[Region annotation items]
....

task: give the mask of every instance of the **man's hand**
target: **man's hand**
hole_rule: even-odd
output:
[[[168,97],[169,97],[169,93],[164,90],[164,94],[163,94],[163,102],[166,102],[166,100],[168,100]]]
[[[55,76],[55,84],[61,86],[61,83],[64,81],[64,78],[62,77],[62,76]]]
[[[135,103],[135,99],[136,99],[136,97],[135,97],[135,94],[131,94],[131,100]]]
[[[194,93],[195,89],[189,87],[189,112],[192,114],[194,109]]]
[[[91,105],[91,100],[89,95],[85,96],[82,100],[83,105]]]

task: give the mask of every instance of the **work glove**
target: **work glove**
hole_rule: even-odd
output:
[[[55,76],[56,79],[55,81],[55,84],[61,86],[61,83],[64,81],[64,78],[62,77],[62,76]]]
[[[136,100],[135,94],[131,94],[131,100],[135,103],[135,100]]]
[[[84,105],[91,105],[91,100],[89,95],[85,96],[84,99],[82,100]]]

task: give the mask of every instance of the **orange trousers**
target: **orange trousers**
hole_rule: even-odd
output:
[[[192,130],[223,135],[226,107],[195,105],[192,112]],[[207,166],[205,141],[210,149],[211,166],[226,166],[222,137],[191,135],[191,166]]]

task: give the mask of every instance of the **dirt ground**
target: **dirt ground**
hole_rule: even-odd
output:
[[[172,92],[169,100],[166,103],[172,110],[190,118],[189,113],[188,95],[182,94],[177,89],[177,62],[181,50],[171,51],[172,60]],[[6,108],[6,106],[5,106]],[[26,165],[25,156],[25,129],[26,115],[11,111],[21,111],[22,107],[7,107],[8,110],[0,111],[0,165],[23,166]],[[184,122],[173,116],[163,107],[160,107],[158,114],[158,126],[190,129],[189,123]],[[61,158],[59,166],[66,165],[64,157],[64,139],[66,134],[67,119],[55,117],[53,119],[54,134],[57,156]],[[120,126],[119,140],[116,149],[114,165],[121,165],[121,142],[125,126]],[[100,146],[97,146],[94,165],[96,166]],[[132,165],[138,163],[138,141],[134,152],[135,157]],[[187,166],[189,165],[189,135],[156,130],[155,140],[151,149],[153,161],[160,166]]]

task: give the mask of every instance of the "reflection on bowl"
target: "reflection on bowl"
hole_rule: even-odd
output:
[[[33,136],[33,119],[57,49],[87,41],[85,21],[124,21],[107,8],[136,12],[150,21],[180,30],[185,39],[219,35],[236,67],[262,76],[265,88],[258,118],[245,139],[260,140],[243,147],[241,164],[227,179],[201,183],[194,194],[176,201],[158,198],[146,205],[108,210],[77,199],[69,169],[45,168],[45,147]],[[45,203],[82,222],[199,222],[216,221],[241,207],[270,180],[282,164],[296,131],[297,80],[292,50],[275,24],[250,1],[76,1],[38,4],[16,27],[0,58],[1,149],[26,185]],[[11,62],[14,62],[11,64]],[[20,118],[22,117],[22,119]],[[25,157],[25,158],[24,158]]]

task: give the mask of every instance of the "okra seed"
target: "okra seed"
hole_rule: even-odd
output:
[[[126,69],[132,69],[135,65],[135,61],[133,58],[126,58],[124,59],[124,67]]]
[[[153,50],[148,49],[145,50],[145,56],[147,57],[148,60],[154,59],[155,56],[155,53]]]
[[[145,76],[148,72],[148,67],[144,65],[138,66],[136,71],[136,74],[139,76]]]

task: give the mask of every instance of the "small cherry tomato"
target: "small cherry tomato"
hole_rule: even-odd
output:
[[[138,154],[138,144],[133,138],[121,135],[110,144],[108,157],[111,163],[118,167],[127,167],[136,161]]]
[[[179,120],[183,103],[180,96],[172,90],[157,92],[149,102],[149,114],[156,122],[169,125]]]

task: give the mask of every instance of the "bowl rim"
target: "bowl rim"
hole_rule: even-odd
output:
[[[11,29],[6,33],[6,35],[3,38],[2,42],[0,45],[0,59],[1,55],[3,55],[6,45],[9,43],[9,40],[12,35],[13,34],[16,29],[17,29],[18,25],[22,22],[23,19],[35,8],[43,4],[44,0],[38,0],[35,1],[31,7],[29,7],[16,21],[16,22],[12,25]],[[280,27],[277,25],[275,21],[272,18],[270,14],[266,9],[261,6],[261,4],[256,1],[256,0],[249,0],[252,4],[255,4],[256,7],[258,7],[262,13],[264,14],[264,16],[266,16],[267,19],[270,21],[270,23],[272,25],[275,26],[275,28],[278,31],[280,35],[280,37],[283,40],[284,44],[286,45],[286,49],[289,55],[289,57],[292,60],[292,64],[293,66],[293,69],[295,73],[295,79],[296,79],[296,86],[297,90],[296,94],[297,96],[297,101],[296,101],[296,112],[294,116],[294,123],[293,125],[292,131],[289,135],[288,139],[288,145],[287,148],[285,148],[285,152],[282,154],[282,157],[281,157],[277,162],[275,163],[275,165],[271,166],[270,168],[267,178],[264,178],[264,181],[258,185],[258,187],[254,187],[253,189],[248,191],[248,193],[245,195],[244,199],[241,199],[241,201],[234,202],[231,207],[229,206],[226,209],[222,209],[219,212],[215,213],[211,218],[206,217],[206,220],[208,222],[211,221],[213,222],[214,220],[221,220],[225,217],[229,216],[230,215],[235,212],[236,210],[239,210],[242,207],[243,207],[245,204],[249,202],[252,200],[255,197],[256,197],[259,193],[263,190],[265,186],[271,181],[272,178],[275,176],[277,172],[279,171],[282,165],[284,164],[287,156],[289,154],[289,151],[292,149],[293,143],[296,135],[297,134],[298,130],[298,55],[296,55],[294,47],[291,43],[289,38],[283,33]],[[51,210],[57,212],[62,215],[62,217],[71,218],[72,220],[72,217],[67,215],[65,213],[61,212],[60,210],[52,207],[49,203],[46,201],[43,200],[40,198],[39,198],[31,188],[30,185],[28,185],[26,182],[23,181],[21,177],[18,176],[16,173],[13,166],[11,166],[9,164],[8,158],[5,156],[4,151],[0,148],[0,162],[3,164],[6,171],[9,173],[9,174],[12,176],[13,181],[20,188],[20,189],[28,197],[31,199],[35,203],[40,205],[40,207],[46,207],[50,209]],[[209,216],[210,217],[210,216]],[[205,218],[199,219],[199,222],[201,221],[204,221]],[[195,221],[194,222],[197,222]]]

....

[STATED TASK]
Write out every line of the material again, exactly as it reads.

[TASK OUTPUT]
task: give the mask of every instance of the **man's hand**
target: **man's hand**
hole_rule: even-odd
output:
[[[168,97],[169,97],[169,93],[164,90],[164,94],[163,94],[163,102],[166,102],[166,100],[168,100]]]
[[[55,76],[55,84],[61,86],[61,83],[64,81],[64,78],[62,77],[62,76]]]
[[[135,103],[135,99],[136,99],[136,97],[135,97],[135,94],[131,94],[131,100]]]
[[[194,93],[195,89],[189,87],[189,112],[192,114],[194,109]]]
[[[91,105],[91,100],[89,95],[85,96],[82,100],[83,105]]]

task: give the mask of every instance of the **work glove**
target: **work glove**
hole_rule: even-odd
output:
[[[55,76],[56,79],[55,81],[55,84],[61,86],[61,83],[64,81],[64,78],[62,77],[62,76]]]
[[[136,100],[135,94],[131,94],[131,100],[135,103],[135,100]]]
[[[84,105],[91,105],[91,100],[89,95],[85,96],[84,99],[82,100]]]

task: give the mask of every instance of the **orange trousers**
target: **orange trousers**
hole_rule: even-odd
output:
[[[192,130],[223,135],[226,107],[195,105],[192,112]],[[207,166],[205,141],[210,149],[211,166],[226,166],[222,137],[191,135],[191,166]]]

task: give the mask of every instance of the **dirt ground**
target: **dirt ground**
hole_rule: even-odd
output:
[[[172,92],[169,100],[166,103],[172,110],[190,118],[189,113],[188,95],[182,94],[177,89],[177,62],[181,50],[171,51],[172,60]],[[6,108],[6,106],[5,106]],[[26,165],[25,156],[25,129],[26,115],[11,111],[21,111],[22,107],[7,107],[8,110],[0,111],[0,165],[23,166]],[[184,122],[173,116],[163,107],[160,107],[158,114],[158,126],[190,129],[189,123]],[[61,158],[59,166],[66,165],[64,157],[64,139],[66,134],[67,119],[55,117],[53,119],[54,134],[57,156]],[[120,126],[119,140],[116,149],[114,165],[121,165],[121,142],[125,126]],[[100,146],[97,146],[94,165],[96,166]],[[132,165],[138,163],[138,141],[134,152],[135,157]],[[187,166],[189,165],[189,135],[156,130],[155,140],[151,149],[153,161],[160,166]]]

task: give the mask of every instance of the "reflection on bowl"
target: "reflection on bowl"
hole_rule: even-odd
output:
[[[33,136],[33,119],[57,49],[87,41],[85,21],[124,21],[107,8],[136,12],[150,21],[180,30],[185,39],[219,35],[236,67],[262,76],[265,88],[258,118],[245,139],[260,140],[243,147],[241,164],[227,179],[201,183],[194,194],[176,201],[158,198],[146,205],[108,210],[77,199],[69,169],[45,168],[45,147]],[[45,203],[82,222],[199,222],[216,221],[241,207],[270,180],[282,164],[296,131],[297,80],[292,50],[275,24],[250,1],[76,1],[38,4],[16,27],[0,58],[1,149],[26,185]],[[11,62],[14,62],[11,64]],[[20,118],[22,117],[22,119]],[[25,157],[25,158],[24,158]]]

task: give the mask of every instance of the "okra seed"
target: "okra seed"
hole_rule: even-odd
output:
[[[126,69],[132,69],[135,65],[135,61],[133,58],[126,58],[124,59],[124,67]]]
[[[153,50],[148,49],[145,50],[145,56],[147,57],[148,60],[154,59],[155,56],[155,53]]]
[[[145,76],[148,72],[148,67],[144,65],[138,66],[136,71],[136,74],[139,76]]]

task: give the mask of every instance of the "small cherry tomato"
target: "small cherry tomato"
hole_rule: even-odd
output:
[[[138,154],[138,144],[133,138],[121,135],[110,144],[108,157],[111,163],[118,167],[127,167],[136,161]]]
[[[179,120],[183,103],[180,96],[172,90],[157,92],[149,102],[149,114],[156,122],[169,125]]]

task: give the mask of every instance of the "bowl rim"
target: "bowl rim"
hole_rule: even-odd
output:
[[[11,29],[6,33],[6,35],[3,38],[2,42],[0,45],[0,59],[1,55],[3,55],[6,45],[9,43],[9,40],[12,35],[13,34],[16,29],[17,29],[18,25],[22,22],[23,19],[35,8],[43,4],[44,0],[38,0],[35,1],[31,7],[29,7],[16,21],[16,22],[12,25]],[[280,27],[277,25],[275,21],[272,18],[270,14],[266,9],[261,6],[261,4],[256,1],[256,0],[249,0],[252,4],[255,4],[256,7],[258,7],[262,13],[264,14],[264,16],[266,16],[267,19],[270,21],[270,23],[272,25],[275,26],[275,28],[278,31],[280,35],[280,37],[283,40],[284,44],[286,45],[286,49],[289,55],[289,57],[292,60],[292,64],[293,66],[293,69],[295,73],[295,79],[296,79],[296,86],[297,90],[296,94],[297,96],[297,101],[296,101],[296,112],[294,116],[294,123],[293,125],[292,131],[289,135],[288,139],[288,145],[287,148],[285,148],[285,152],[282,154],[282,157],[281,157],[277,162],[275,163],[275,165],[271,166],[270,168],[267,178],[264,178],[264,181],[258,185],[258,187],[254,187],[253,189],[248,191],[248,193],[245,195],[244,199],[241,199],[241,201],[234,202],[231,207],[229,206],[226,209],[222,209],[219,212],[215,213],[211,218],[206,217],[206,220],[208,222],[211,221],[213,222],[214,220],[221,220],[225,217],[229,216],[230,215],[235,212],[236,210],[239,210],[242,207],[243,207],[245,204],[249,202],[252,200],[255,197],[256,197],[259,193],[263,190],[265,186],[271,181],[272,178],[275,176],[277,172],[279,171],[282,165],[284,164],[287,156],[289,154],[289,151],[292,149],[293,143],[296,135],[297,134],[298,130],[298,55],[296,55],[294,47],[291,43],[289,38],[283,33]],[[51,210],[57,212],[62,215],[62,217],[71,218],[72,220],[72,217],[67,215],[65,213],[61,212],[60,210],[52,207],[49,203],[46,201],[43,200],[40,198],[39,198],[31,188],[30,185],[28,185],[26,182],[23,181],[21,177],[18,176],[16,173],[13,166],[11,166],[9,164],[8,158],[5,156],[4,151],[0,148],[0,162],[3,164],[6,171],[9,173],[9,174],[12,176],[13,181],[20,188],[20,189],[28,197],[31,199],[35,203],[40,205],[40,207],[46,207],[50,209]],[[209,216],[210,217],[210,216]],[[205,218],[199,219],[199,222],[201,221],[204,221]],[[195,221],[194,222],[197,222]]]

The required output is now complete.